__Your goal__:
Comb the records below for the string "eyelash" and copy each line where it turns up.

Dataset records:
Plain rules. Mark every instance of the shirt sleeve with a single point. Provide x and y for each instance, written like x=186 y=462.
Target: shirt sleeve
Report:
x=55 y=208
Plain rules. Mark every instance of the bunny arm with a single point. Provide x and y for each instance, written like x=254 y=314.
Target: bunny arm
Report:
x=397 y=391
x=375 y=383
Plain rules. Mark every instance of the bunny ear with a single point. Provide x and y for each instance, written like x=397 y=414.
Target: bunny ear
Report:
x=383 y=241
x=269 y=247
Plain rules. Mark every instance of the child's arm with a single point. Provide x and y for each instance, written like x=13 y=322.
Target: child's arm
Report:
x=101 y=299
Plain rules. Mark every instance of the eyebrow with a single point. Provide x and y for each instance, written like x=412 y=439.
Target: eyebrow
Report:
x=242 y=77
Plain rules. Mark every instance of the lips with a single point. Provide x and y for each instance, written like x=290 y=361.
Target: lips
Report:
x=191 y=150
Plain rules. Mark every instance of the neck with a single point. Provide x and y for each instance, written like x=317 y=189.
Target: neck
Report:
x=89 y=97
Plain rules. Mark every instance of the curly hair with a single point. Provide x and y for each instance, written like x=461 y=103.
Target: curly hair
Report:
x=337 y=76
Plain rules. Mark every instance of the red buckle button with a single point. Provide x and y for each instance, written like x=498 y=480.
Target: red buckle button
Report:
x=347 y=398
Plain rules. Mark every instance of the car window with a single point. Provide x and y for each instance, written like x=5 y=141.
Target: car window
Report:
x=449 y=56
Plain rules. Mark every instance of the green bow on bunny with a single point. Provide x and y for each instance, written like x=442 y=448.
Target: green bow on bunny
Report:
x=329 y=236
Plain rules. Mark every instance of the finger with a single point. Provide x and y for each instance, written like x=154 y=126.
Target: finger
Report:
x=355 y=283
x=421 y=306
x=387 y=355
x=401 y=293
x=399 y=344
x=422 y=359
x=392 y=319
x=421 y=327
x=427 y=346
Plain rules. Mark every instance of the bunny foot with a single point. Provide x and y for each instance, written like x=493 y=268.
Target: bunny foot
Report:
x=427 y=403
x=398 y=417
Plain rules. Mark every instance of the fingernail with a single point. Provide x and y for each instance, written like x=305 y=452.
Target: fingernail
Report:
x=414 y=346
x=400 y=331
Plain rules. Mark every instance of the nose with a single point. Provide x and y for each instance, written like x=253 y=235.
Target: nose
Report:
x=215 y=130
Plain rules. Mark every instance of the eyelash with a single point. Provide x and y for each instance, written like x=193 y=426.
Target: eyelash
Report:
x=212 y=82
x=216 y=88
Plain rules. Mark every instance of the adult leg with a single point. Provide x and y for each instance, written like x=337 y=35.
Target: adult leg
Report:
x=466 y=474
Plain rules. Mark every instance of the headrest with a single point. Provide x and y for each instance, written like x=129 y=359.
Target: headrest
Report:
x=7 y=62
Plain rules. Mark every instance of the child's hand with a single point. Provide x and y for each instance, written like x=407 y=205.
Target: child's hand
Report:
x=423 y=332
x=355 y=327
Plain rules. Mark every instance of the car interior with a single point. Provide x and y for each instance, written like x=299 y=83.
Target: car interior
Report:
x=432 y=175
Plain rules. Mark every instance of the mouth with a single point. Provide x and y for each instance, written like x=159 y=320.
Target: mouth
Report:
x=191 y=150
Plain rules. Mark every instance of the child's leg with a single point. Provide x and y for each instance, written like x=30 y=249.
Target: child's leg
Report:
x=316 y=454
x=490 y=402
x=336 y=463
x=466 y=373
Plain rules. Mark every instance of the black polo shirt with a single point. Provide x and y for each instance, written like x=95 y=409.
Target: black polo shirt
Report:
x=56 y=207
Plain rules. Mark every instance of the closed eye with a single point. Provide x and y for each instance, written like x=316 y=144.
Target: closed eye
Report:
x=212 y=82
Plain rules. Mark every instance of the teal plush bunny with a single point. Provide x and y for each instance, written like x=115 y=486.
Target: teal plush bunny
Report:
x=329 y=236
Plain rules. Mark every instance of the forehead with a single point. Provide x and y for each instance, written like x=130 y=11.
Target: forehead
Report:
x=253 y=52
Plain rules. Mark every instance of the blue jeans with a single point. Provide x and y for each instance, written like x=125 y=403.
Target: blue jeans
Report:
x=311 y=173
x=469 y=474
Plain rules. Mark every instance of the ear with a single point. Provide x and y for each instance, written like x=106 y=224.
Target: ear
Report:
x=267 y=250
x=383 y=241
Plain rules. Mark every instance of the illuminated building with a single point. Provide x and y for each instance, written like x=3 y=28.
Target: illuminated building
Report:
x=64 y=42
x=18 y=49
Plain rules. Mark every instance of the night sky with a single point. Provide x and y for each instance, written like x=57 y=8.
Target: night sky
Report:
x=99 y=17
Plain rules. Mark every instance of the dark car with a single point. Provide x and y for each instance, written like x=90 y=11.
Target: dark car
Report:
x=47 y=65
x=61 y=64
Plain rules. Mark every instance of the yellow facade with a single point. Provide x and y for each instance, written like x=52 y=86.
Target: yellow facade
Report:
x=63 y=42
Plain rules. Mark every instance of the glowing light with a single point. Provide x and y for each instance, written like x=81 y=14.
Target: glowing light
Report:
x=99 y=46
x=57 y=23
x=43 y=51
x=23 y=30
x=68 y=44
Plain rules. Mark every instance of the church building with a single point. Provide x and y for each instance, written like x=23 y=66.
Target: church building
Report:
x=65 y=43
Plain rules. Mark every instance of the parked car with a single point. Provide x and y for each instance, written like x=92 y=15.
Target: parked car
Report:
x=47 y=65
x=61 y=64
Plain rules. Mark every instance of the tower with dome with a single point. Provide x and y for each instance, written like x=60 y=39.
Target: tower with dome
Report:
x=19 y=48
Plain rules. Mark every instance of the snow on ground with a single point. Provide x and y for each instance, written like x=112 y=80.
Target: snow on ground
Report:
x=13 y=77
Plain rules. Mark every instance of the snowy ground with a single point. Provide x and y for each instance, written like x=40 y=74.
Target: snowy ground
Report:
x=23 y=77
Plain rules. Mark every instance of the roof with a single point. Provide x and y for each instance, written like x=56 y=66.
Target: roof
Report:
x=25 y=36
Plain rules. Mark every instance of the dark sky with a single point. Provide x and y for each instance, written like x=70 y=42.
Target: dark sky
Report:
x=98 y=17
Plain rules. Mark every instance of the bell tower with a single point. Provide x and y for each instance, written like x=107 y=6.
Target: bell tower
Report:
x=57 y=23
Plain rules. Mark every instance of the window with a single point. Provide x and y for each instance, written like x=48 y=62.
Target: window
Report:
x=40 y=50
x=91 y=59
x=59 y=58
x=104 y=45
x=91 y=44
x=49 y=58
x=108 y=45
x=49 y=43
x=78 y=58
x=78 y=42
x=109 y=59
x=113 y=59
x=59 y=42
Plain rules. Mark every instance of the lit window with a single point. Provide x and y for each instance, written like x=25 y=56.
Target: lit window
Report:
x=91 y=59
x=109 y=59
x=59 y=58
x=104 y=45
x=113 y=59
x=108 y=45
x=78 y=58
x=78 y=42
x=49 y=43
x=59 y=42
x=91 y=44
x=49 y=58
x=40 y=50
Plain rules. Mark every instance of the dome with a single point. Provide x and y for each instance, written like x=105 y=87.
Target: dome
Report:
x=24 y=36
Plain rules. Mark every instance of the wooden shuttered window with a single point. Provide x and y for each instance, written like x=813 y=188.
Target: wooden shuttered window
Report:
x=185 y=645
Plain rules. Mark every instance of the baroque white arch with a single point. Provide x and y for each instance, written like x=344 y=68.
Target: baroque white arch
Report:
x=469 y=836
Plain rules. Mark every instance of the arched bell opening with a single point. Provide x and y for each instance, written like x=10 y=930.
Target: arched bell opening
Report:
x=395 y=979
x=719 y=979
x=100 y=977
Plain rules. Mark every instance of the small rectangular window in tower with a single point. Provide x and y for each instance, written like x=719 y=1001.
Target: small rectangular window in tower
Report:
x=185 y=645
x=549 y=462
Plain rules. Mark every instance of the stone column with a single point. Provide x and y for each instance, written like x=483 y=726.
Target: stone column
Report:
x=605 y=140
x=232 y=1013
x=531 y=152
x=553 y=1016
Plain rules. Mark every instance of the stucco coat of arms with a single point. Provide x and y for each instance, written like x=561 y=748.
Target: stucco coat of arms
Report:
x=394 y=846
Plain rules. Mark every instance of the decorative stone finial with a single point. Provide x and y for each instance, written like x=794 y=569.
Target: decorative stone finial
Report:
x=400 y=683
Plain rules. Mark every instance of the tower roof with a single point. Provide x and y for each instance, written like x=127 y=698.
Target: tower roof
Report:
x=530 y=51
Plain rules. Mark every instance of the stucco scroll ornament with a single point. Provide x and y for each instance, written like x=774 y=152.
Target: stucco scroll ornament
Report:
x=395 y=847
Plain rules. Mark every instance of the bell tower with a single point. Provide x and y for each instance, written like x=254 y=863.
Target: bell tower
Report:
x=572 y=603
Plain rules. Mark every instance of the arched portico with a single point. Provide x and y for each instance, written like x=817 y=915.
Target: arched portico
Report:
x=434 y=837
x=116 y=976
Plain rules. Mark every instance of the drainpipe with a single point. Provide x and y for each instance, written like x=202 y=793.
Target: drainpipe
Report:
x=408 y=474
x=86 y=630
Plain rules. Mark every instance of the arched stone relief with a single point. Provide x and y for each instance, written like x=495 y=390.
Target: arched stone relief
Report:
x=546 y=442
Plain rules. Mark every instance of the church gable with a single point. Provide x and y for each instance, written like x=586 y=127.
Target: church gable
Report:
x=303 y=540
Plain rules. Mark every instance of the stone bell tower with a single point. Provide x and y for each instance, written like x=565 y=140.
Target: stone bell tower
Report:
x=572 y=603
==
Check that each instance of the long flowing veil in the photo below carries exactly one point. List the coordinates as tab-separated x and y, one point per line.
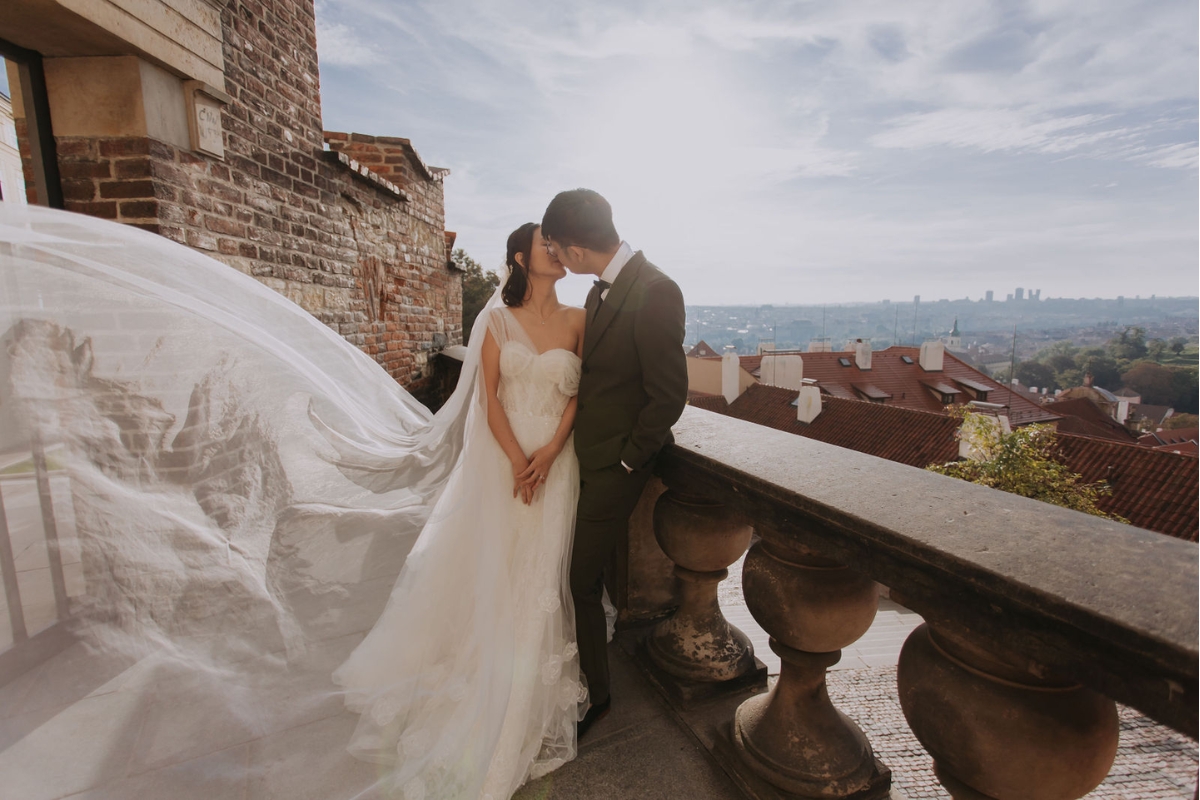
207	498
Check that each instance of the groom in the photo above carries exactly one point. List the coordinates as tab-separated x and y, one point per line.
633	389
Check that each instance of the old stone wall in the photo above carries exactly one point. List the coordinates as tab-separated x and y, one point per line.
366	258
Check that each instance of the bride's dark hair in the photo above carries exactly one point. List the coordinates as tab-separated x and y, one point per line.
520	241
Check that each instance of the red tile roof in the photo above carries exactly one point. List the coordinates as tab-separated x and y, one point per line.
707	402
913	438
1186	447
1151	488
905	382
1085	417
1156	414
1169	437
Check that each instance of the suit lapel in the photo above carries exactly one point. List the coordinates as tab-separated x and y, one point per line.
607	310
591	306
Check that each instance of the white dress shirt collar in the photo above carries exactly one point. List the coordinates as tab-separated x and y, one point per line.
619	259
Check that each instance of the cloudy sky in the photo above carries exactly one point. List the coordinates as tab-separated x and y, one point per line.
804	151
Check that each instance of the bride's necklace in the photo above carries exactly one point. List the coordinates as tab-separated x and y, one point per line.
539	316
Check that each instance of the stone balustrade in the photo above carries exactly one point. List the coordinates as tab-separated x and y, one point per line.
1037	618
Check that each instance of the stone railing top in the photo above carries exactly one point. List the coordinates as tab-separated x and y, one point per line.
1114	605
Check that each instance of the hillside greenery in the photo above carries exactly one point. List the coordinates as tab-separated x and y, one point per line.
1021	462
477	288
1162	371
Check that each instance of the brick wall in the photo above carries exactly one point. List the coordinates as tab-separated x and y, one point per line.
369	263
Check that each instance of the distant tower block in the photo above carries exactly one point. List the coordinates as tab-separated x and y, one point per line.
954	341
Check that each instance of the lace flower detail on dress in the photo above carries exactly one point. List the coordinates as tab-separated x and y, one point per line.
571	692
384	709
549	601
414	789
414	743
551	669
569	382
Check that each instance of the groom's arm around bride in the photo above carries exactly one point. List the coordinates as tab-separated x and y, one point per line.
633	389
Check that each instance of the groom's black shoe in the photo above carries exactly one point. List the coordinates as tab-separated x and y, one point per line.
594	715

__Result__:
Plain rules. Mark every instance of the eyelash with a single point. Provide x and y for each instance, written like x=193 y=426.
Target: eyelash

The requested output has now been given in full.